START DATASET CONTENT
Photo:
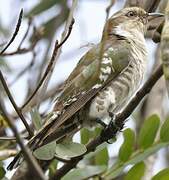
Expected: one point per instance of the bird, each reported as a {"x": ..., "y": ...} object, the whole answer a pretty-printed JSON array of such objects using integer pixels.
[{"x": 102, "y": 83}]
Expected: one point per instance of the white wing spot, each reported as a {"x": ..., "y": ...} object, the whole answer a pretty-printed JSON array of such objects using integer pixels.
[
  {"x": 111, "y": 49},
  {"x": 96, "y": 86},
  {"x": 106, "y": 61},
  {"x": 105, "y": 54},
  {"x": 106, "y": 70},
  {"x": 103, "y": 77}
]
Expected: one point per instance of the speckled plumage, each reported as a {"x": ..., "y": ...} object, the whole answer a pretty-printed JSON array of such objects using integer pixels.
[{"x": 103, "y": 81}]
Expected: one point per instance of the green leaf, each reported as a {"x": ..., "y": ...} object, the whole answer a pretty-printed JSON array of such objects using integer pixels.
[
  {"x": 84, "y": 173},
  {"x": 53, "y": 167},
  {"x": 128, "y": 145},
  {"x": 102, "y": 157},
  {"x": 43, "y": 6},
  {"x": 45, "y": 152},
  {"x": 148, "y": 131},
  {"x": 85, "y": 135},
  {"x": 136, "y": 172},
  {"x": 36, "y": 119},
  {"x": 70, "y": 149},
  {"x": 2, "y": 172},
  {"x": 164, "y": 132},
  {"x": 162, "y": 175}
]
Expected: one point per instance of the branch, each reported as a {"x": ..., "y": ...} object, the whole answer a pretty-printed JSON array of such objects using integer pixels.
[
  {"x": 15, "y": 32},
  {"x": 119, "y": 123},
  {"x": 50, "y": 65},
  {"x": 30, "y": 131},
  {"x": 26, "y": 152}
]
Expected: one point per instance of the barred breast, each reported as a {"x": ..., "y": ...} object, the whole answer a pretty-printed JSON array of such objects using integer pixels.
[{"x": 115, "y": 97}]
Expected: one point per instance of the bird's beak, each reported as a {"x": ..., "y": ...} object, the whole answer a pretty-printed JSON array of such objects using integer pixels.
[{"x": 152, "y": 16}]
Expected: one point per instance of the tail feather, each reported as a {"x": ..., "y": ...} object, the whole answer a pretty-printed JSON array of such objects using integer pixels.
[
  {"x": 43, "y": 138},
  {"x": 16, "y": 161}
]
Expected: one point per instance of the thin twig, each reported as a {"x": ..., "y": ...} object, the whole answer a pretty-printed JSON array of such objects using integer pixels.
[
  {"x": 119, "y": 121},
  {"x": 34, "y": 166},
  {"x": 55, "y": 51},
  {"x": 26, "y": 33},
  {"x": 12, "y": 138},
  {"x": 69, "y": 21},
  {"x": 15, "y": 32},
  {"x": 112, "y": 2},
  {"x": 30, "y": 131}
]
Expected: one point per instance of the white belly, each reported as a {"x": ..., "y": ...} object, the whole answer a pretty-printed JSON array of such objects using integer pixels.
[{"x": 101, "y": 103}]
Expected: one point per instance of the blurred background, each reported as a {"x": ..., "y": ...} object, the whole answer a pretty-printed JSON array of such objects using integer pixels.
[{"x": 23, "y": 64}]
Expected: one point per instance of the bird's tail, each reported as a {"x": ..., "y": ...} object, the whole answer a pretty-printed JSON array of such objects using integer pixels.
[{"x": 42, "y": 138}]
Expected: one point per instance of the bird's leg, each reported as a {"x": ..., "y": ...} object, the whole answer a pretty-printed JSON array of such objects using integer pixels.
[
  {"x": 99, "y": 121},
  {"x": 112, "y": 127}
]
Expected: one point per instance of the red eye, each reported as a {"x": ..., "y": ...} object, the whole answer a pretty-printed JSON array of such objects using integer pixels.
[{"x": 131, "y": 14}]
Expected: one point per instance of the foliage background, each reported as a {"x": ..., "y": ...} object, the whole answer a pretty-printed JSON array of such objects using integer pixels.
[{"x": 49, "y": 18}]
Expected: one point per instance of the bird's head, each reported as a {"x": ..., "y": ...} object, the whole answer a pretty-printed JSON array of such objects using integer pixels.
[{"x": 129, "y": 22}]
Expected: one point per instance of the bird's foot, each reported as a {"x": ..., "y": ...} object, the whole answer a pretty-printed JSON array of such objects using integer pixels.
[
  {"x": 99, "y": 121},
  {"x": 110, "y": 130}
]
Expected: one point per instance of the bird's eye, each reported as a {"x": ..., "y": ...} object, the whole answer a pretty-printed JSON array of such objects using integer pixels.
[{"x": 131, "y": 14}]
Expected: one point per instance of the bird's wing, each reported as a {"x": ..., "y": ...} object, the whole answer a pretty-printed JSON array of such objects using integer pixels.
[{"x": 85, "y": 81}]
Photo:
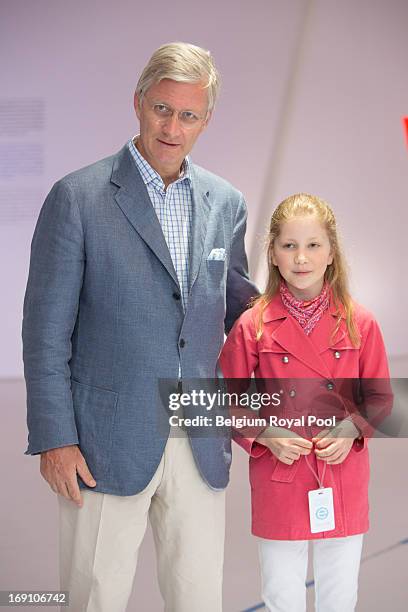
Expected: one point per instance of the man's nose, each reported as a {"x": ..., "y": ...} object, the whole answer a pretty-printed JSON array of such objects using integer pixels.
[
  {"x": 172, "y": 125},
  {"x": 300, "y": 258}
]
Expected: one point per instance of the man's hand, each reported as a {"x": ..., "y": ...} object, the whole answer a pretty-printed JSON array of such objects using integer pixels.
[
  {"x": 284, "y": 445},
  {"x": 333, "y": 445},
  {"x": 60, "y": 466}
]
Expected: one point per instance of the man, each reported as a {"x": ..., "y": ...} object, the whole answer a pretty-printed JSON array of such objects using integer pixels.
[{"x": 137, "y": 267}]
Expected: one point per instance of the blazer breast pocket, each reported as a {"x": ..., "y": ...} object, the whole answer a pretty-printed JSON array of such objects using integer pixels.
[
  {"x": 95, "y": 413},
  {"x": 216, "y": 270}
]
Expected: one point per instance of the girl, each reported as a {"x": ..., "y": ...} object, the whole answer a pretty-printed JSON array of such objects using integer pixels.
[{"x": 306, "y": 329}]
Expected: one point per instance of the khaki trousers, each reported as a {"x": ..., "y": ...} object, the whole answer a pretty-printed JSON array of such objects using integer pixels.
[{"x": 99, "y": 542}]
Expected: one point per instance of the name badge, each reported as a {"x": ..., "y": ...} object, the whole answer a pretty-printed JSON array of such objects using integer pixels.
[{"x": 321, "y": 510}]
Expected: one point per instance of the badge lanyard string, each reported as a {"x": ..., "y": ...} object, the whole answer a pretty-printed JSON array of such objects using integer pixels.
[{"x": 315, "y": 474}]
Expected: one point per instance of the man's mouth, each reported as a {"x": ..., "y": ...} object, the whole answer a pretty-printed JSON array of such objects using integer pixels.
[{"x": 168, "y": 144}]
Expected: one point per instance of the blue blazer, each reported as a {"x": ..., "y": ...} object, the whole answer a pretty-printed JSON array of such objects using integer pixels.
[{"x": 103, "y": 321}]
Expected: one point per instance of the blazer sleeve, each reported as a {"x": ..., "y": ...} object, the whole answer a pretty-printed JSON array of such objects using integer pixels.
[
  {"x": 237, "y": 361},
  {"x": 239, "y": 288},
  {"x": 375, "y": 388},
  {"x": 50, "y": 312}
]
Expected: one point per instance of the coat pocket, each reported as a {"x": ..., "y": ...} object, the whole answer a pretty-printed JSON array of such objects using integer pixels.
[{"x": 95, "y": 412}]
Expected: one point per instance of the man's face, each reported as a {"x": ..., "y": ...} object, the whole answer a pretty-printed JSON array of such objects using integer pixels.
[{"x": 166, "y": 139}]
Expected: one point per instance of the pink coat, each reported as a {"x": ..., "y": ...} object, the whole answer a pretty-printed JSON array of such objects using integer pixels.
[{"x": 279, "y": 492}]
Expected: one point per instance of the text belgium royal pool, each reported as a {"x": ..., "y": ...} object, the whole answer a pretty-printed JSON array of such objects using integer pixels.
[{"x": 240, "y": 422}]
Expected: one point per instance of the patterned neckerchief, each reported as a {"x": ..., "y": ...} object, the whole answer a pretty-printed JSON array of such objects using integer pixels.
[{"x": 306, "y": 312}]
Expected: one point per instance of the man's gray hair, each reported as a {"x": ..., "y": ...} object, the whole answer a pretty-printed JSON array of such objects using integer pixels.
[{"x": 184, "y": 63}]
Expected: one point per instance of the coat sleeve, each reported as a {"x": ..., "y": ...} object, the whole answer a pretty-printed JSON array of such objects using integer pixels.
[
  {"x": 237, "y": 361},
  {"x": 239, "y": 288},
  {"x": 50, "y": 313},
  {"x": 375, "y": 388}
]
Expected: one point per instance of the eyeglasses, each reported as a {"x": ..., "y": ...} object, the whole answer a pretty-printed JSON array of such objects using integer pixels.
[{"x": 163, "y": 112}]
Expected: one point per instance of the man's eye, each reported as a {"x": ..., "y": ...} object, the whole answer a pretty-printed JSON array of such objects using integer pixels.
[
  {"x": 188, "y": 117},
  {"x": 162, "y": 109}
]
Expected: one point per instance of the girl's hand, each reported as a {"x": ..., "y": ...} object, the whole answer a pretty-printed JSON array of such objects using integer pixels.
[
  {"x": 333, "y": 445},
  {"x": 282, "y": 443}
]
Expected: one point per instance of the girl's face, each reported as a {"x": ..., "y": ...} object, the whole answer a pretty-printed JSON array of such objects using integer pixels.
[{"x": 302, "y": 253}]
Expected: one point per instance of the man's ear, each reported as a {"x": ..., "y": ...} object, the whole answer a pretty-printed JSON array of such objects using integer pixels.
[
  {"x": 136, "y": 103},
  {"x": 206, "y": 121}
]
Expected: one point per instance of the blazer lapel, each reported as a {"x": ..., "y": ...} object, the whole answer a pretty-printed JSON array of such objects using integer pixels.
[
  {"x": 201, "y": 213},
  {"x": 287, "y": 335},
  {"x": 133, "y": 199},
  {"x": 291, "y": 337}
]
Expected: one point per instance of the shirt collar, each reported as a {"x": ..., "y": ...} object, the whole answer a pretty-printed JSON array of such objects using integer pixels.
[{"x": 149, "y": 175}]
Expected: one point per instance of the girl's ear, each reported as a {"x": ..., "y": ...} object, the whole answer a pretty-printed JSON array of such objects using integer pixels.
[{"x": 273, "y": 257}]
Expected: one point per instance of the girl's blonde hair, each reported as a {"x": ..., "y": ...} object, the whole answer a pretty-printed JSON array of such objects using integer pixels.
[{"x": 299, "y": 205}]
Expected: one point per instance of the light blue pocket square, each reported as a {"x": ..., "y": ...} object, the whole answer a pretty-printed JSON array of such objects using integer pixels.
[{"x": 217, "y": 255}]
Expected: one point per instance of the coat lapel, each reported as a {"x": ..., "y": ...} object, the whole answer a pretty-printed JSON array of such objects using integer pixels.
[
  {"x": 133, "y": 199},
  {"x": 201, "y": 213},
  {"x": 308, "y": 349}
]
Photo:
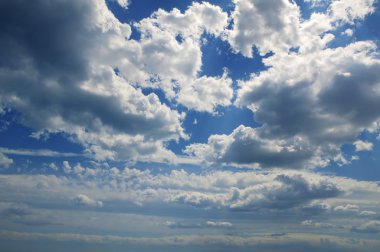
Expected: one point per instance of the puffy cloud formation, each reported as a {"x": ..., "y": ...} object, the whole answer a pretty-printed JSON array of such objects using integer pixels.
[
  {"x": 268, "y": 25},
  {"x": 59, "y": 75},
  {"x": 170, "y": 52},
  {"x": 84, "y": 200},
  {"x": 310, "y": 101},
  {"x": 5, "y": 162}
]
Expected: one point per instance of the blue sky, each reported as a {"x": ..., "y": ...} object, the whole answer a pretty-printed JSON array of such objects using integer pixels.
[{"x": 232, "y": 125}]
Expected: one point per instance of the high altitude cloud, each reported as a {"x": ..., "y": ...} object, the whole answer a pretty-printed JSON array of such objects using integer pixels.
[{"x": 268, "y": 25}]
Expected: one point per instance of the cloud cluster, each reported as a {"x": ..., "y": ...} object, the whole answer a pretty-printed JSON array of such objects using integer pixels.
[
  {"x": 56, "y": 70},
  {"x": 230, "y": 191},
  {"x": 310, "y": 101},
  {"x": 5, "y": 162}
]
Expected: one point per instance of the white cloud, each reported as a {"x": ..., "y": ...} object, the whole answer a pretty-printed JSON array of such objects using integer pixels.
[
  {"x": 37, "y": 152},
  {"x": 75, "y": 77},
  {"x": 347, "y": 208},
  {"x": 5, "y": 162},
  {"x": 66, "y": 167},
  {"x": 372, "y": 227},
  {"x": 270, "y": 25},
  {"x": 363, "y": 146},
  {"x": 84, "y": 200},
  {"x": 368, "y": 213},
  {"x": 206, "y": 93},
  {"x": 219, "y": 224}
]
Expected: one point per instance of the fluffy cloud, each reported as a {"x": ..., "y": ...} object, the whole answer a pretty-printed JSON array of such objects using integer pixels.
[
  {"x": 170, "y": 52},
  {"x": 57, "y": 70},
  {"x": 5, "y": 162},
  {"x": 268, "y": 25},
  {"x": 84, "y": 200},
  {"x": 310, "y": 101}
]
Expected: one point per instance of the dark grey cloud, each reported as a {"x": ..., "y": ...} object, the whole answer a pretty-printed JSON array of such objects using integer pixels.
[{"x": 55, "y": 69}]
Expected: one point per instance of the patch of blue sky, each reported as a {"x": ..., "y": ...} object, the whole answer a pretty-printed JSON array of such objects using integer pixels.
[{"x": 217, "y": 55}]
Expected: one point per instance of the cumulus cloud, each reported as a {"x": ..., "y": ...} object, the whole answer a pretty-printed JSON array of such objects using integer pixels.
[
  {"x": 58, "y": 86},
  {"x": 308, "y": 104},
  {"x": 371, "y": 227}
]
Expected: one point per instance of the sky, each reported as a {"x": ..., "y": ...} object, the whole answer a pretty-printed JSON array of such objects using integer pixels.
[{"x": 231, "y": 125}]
END DATASET CONTENT
◆ **WORK TO COMPLETE**
Using the records above, write out exactly the lines from the one containing "Expected: one point per instance of the white cloud, each" through the last, and add nothing.

◆ **RESPONSE**
Expected: one point per instance of the white cloud, each reported as a {"x": ..., "y": ...} object, the whole answer a pretty-printed JSON array of such objects using integer pixels.
[
  {"x": 37, "y": 152},
  {"x": 75, "y": 77},
  {"x": 347, "y": 208},
  {"x": 5, "y": 162},
  {"x": 66, "y": 167},
  {"x": 372, "y": 227},
  {"x": 270, "y": 25},
  {"x": 363, "y": 146},
  {"x": 84, "y": 200},
  {"x": 368, "y": 213},
  {"x": 206, "y": 93},
  {"x": 219, "y": 224}
]
Expected: one point per instance of the fluffy cloud, each reported as a {"x": ..., "y": ...} object, the whole answer a pretty-printed JSON array of such objects using integer pixels.
[
  {"x": 170, "y": 52},
  {"x": 57, "y": 70},
  {"x": 5, "y": 162},
  {"x": 268, "y": 25},
  {"x": 84, "y": 200},
  {"x": 310, "y": 101}
]
Expected: one point per instance of the dark grey cloud, each reported as a {"x": ..., "y": ...} object, the whole answer a pretty-printed JSON array of such objects using integer pixels.
[{"x": 55, "y": 69}]
Expected: one point per instance of the patch of blue sky, each reported as a {"x": ..., "y": ...} object, the whole answer a pretty-printed JSON array of such objects using integer pixels.
[{"x": 217, "y": 55}]
Expected: one point per instance of the cumulus cloud, each reported as a {"x": ..., "y": ...} object, the whole answer a pretty-printed JSON array of such objects using integer pixels.
[
  {"x": 58, "y": 86},
  {"x": 308, "y": 104},
  {"x": 371, "y": 227}
]
Expected: one point per instance of the sky, each reported as a {"x": ..., "y": ...} object, the whole answer a pretty-printed JSON array of such objects using integer pixels.
[{"x": 231, "y": 125}]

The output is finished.